Preoperative beta-blocker use may not help with CABG
The latest study to examine the preoperative use of beta-blockers in CABG found no mortality benefit combined with an uptick in postoperative atrial fibrillation. Still, it probably is not time to take an eraser to related quality metrics or guidelines.
William Brinkman, MD, of the Cardiopulmonary Research Science and Technology Institute in Dallas, and colleagues previously had shown no benefit with beta-blockers in a similar study based on 12,855 CABG patients. Their single-institution study evaluated data from the Society of Thoracic Surgeons National Adult Cardiac (STS-NCD) database.
The current analysis, published online June 16 in JAMA Internal Medicine, expanded the sample to include all patients who underwent isolated CAGB surgery at hospitals participating in STS-NCD from 2008 to 2012. They excluded patients with a previous MI within 21 days or other high-risk groups, for a total of 506,110 patients from 1,107 facilities.
Their outcomes of interest were perioperative death (during the operative period and within 30 days of surgery), stroke, prolonged ventilation, reoperation, renal failure, deep sternal wound infection and atrial fibrillation.
Patients who did not receive beta-blockers were less likely to have had a prior MI, revascularization, an urgent status and operation after 2010, while the beta-blocker group was more likely to have risk factors such as dyslipidemia, hypertension, diabetes and congestive heart failure.
They found similar operative mortality rates, with a rate of 1.22 percent in the treated group and 1.17 percent in the untreated group. But the beta-blocker group had a higher rate of new-onset postoperative atrial fibrillation (21.38 percent vs. 20.10 percent, adjusted for patient factors). They noted similar results after propensity matching and subgroup analyses.

+===+

◆ Work instructions
A. Copy out the beta-blocker and CABG article word for word, everything from "Preoperative beta-blocker use" down to "Cardiac (STS-NCD) database.".
B. Continue the article on preoperative beta-blockers in CABG from the point where the text stops.

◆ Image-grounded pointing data
+===+

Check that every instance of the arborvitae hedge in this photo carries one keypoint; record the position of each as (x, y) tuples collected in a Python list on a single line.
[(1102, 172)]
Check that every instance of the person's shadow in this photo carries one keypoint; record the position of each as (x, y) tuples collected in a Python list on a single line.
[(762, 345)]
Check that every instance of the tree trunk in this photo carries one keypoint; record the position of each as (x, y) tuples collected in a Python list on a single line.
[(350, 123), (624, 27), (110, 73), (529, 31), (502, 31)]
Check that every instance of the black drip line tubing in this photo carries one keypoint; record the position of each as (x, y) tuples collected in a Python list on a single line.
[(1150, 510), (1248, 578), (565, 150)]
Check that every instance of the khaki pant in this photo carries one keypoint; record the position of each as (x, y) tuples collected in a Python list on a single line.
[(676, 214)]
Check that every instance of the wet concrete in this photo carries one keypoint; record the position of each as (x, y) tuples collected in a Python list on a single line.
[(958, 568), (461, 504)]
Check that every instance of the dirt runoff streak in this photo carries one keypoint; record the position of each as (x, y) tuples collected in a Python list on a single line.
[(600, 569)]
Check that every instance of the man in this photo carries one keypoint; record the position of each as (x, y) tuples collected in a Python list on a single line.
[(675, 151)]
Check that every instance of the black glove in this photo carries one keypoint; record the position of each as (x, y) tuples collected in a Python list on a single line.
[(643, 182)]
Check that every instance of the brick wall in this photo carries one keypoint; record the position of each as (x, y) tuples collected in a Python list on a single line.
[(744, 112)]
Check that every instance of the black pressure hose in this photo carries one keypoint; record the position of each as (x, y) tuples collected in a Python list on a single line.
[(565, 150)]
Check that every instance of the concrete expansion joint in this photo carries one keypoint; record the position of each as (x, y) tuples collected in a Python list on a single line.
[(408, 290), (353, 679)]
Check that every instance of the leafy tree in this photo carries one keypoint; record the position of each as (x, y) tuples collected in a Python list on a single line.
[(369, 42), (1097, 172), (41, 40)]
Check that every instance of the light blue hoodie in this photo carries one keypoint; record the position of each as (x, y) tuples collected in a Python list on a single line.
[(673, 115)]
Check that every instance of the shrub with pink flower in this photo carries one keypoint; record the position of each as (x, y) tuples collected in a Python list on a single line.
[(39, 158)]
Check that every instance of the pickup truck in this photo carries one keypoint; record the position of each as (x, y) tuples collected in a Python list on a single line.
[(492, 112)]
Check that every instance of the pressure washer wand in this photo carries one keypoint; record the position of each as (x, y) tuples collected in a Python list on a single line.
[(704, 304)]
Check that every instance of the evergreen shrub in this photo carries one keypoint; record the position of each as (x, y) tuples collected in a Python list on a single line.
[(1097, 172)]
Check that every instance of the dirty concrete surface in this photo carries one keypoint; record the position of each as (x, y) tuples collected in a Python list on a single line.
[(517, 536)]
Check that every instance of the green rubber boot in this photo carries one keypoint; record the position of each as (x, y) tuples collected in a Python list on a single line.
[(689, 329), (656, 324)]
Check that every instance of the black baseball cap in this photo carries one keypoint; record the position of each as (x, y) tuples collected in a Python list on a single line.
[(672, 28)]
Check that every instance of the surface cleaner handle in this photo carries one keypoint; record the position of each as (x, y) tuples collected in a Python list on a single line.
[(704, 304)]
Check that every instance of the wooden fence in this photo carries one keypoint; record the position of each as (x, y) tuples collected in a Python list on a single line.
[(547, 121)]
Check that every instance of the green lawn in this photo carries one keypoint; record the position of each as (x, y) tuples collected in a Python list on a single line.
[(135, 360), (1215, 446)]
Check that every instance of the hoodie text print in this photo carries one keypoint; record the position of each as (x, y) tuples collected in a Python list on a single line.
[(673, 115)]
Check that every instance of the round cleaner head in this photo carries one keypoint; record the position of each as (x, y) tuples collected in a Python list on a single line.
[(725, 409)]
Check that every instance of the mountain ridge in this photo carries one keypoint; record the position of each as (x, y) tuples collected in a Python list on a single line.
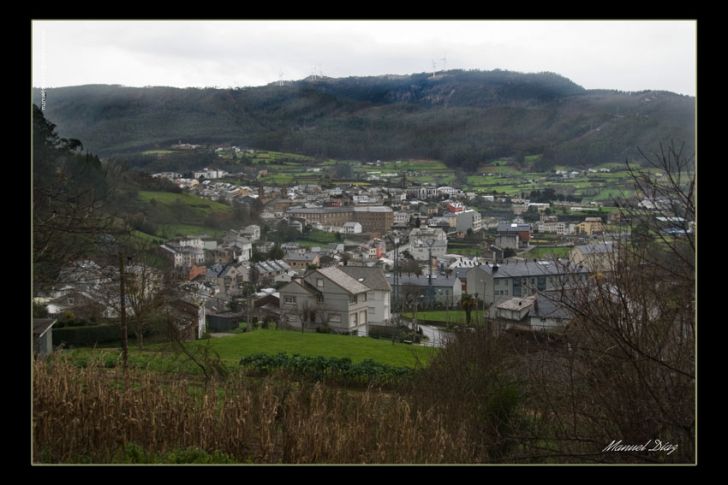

+===+

◆ Results by task
A.
Preoperative beta-blocker use may not help with CABG
The latest study to examine the preoperative use of beta-blockers in CABG found no mortality benefit combined with an uptick in postoperative atrial fibrillation. Still, it probably is not time to take an eraser to related quality metrics or guidelines.
William Brinkman, MD, of the Cardiopulmonary Research Science and Technology Institute in Dallas, and colleagues previously had shown no benefit with beta-blockers in a similar study based on 12,855 CABG patients. Their single-institution study evaluated data from the Society of Thoracic Surgeons National Adult Cardiac (STS-NCD) database.

B.
“On the surface, these observational study data stand in contrast to the endorsed National Quality Forum standards that mandate preoperative beta-blocker use before CABG procedures,” they proposed.
They pointed out that guidelines for atrial fibrillation also call for preoperative beta-blocker treatment. “However, a closer analysis of the studies used to generate this recommendation shows that the timing of initiation of beta-blocker therapy varied widely. Essentially, the data used to generate these guidelines were a mix of preoperative, intraoperative, and postoperative administration of beta-blockers.”
Their study could not assess the type of beta-blocker used, dose or response, a limitation underscored by the authors and by editorialist David M. Shahian, MD, of the Center for Quality and Safety and surgery department at Massachusetts General Hospital in Boston. Shahian emphasized that the study excluded 28 percent of patients in the database who had a recent MI, a group likely to benefit from preoperative beta-blocker treatment. The treatment cohort had a higher prevalence of risk factors, too, and even with propensity matching there were potential shortcomings.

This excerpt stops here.